[START OF RECORDS FOR PROCESSING]

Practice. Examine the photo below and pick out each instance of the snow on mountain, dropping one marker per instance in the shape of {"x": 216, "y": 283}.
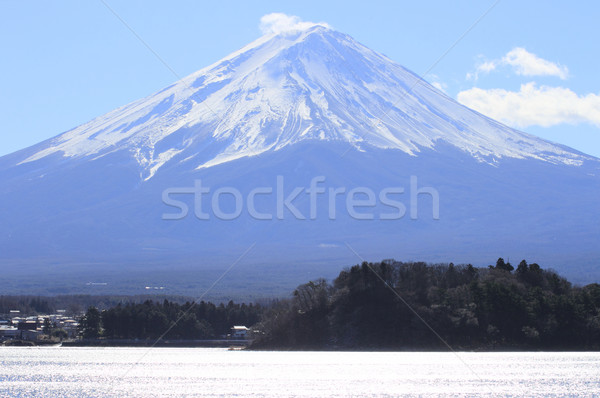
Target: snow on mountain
{"x": 310, "y": 84}
{"x": 294, "y": 105}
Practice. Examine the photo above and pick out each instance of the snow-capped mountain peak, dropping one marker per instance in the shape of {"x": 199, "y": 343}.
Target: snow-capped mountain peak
{"x": 306, "y": 84}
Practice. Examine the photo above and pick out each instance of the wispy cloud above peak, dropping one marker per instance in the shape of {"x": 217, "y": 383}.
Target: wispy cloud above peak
{"x": 278, "y": 22}
{"x": 523, "y": 63}
{"x": 529, "y": 64}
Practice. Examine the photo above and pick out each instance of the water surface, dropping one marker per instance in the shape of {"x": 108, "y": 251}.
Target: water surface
{"x": 199, "y": 372}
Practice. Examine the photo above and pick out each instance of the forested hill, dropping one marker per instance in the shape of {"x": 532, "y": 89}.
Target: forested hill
{"x": 375, "y": 306}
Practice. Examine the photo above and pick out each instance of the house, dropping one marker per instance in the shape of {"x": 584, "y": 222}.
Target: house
{"x": 8, "y": 332}
{"x": 239, "y": 332}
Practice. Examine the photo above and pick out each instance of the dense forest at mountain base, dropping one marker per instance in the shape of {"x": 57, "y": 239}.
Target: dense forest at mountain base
{"x": 167, "y": 320}
{"x": 395, "y": 305}
{"x": 373, "y": 306}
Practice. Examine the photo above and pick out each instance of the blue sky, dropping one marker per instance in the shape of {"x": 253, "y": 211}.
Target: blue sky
{"x": 532, "y": 65}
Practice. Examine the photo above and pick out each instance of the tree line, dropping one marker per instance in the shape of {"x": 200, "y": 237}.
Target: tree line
{"x": 153, "y": 319}
{"x": 400, "y": 305}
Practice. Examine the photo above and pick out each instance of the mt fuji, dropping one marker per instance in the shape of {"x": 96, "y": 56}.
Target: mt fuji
{"x": 91, "y": 204}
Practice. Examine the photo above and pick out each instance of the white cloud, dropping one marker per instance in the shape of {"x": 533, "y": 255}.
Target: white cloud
{"x": 532, "y": 105}
{"x": 528, "y": 64}
{"x": 278, "y": 22}
{"x": 523, "y": 63}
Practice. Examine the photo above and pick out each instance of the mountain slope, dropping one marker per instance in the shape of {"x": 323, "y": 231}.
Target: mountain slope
{"x": 295, "y": 105}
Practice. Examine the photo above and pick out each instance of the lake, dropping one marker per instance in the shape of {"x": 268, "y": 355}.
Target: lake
{"x": 201, "y": 372}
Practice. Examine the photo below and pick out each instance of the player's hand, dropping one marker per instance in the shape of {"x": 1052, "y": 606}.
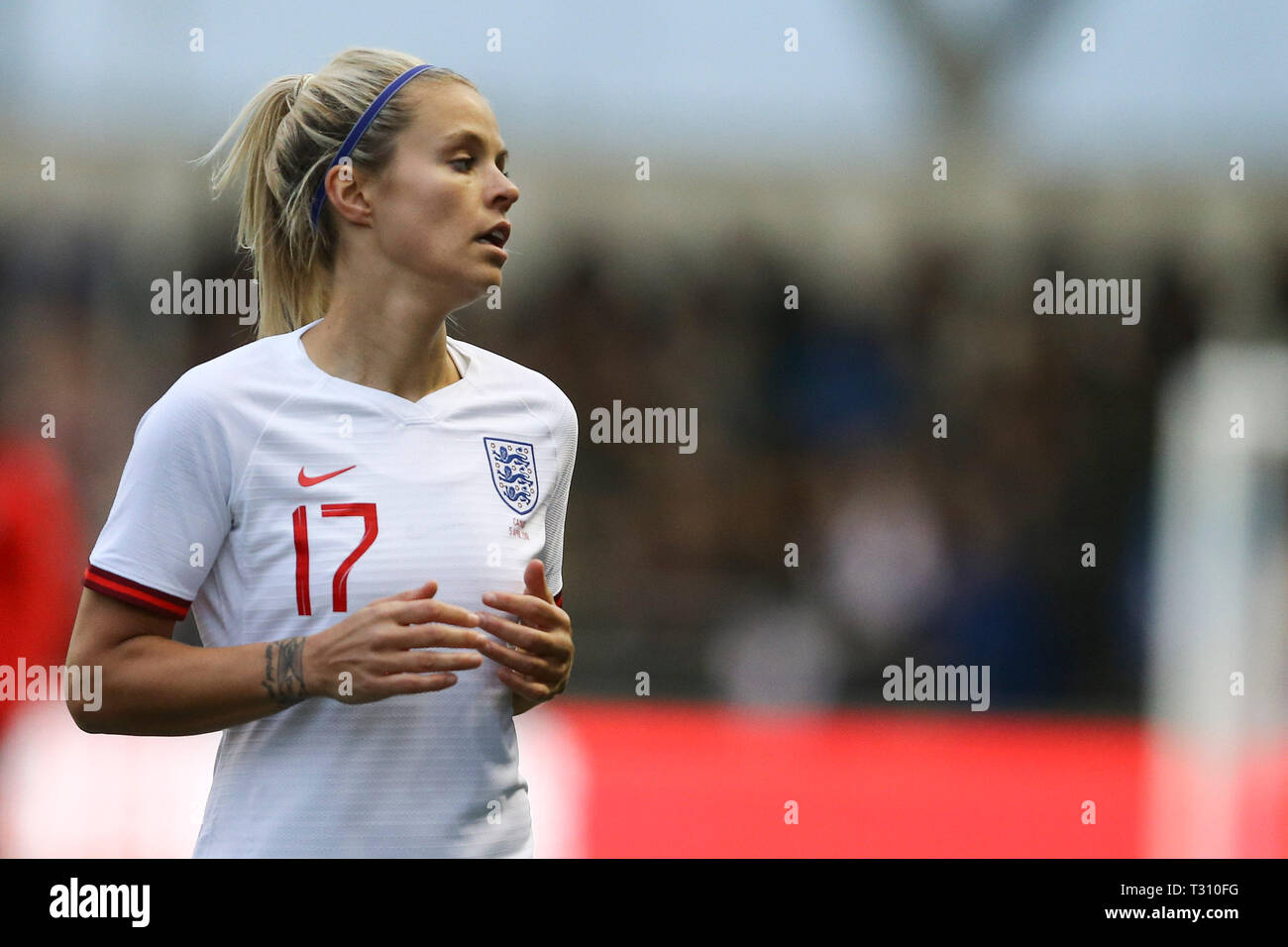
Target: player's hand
{"x": 539, "y": 667}
{"x": 375, "y": 648}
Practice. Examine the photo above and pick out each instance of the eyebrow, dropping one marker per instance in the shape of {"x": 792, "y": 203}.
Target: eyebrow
{"x": 473, "y": 137}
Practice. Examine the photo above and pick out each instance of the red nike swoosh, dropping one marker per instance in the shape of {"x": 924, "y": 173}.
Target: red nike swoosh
{"x": 310, "y": 480}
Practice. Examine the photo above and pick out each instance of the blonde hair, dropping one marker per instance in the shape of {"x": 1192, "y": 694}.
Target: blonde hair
{"x": 291, "y": 131}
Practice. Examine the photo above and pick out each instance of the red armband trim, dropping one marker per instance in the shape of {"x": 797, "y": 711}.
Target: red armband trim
{"x": 136, "y": 592}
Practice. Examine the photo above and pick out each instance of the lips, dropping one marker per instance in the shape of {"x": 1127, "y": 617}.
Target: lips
{"x": 497, "y": 235}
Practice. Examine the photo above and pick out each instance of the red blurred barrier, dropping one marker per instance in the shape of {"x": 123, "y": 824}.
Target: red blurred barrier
{"x": 694, "y": 781}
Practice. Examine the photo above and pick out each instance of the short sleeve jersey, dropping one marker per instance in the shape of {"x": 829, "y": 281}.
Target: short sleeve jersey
{"x": 273, "y": 499}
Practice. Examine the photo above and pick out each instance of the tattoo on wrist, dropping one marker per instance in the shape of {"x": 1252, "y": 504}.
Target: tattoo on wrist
{"x": 283, "y": 672}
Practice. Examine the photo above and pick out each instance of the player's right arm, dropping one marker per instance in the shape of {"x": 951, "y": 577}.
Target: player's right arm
{"x": 154, "y": 685}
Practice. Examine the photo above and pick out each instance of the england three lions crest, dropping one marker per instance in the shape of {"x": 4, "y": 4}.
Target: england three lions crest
{"x": 514, "y": 472}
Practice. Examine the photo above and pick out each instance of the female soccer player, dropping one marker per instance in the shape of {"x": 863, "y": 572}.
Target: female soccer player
{"x": 288, "y": 489}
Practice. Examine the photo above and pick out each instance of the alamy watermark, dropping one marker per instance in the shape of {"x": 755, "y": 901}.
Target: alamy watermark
{"x": 82, "y": 684}
{"x": 192, "y": 296}
{"x": 1087, "y": 296}
{"x": 936, "y": 684}
{"x": 129, "y": 900}
{"x": 651, "y": 425}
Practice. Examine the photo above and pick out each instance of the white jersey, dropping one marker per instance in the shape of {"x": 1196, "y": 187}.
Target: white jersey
{"x": 274, "y": 499}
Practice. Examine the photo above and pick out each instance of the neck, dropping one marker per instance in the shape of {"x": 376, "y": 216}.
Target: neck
{"x": 385, "y": 339}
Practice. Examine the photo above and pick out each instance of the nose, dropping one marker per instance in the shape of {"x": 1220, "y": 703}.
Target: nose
{"x": 506, "y": 193}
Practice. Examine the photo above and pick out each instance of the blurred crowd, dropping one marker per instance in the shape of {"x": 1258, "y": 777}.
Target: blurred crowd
{"x": 818, "y": 534}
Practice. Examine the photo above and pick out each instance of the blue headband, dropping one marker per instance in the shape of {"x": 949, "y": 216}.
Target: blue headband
{"x": 359, "y": 129}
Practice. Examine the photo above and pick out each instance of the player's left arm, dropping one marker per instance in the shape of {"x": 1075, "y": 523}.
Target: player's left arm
{"x": 539, "y": 665}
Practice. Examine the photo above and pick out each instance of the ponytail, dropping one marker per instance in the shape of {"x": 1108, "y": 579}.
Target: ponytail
{"x": 290, "y": 131}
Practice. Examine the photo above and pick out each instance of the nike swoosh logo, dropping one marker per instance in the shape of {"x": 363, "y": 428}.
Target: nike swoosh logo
{"x": 310, "y": 480}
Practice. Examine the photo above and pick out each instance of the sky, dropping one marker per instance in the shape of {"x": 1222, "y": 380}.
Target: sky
{"x": 1171, "y": 81}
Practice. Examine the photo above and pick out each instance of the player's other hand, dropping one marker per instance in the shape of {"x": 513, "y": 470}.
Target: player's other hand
{"x": 372, "y": 654}
{"x": 539, "y": 665}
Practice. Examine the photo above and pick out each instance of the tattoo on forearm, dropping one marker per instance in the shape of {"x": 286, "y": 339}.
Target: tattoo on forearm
{"x": 283, "y": 671}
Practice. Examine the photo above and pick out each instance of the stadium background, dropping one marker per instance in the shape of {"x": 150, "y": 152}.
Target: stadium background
{"x": 768, "y": 169}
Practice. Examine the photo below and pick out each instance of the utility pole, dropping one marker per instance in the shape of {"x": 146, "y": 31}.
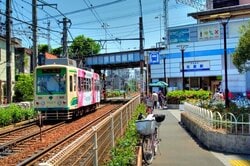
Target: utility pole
{"x": 34, "y": 29}
{"x": 48, "y": 24}
{"x": 141, "y": 51}
{"x": 8, "y": 52}
{"x": 65, "y": 36}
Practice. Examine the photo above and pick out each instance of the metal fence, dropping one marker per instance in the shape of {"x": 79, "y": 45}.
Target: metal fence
{"x": 227, "y": 122}
{"x": 92, "y": 147}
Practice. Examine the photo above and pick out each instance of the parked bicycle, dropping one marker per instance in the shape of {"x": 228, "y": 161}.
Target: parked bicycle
{"x": 148, "y": 128}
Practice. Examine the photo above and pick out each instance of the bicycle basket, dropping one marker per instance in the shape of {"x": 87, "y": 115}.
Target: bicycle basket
{"x": 159, "y": 117}
{"x": 145, "y": 127}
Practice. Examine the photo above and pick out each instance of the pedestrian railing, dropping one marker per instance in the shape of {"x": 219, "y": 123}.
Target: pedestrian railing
{"x": 226, "y": 122}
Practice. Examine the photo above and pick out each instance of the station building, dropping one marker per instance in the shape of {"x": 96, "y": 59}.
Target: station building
{"x": 203, "y": 50}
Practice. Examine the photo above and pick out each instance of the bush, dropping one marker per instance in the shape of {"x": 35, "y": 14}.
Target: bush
{"x": 15, "y": 114}
{"x": 178, "y": 96}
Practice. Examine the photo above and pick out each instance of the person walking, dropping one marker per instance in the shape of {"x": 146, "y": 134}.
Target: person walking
{"x": 150, "y": 104}
{"x": 155, "y": 99}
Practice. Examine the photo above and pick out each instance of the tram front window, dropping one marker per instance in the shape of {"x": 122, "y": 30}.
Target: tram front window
{"x": 51, "y": 84}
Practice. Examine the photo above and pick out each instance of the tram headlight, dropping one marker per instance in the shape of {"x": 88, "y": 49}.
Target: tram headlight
{"x": 59, "y": 102}
{"x": 42, "y": 102}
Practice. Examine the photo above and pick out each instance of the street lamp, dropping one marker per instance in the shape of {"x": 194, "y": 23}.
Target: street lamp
{"x": 156, "y": 17}
{"x": 224, "y": 18}
{"x": 182, "y": 48}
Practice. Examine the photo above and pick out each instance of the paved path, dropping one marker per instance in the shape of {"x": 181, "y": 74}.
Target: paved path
{"x": 179, "y": 148}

[END OF RECORDS FOR PROCESSING]

*WORK TO DO*
Only those lines running from the one containing "the tram front" through the last line of the data above are to be copied, exactly, with both ends included.

*EXERCISE SOLUTION*
Practice. Examine the photo above and pick out each instance of the tram front window, dropping one marker per instance in the shape of {"x": 122, "y": 30}.
Target: tram front window
{"x": 51, "y": 84}
Practice. Examine the photo above and pick out each instance of the tram headlight, dropping one marker per instance in the shape of {"x": 88, "y": 49}.
Target: tram headlight
{"x": 59, "y": 102}
{"x": 42, "y": 102}
Practice. Examine the photo above and pick out each instance of the street lamp, dropping one marker per instance in the shape of {"x": 194, "y": 23}.
Target: street lamp
{"x": 156, "y": 17}
{"x": 224, "y": 18}
{"x": 182, "y": 48}
Practice. Examine the photo above and pick out each instance of the paved path, dropping one marker per instance in the shape of {"x": 181, "y": 74}.
Target: paved path
{"x": 179, "y": 148}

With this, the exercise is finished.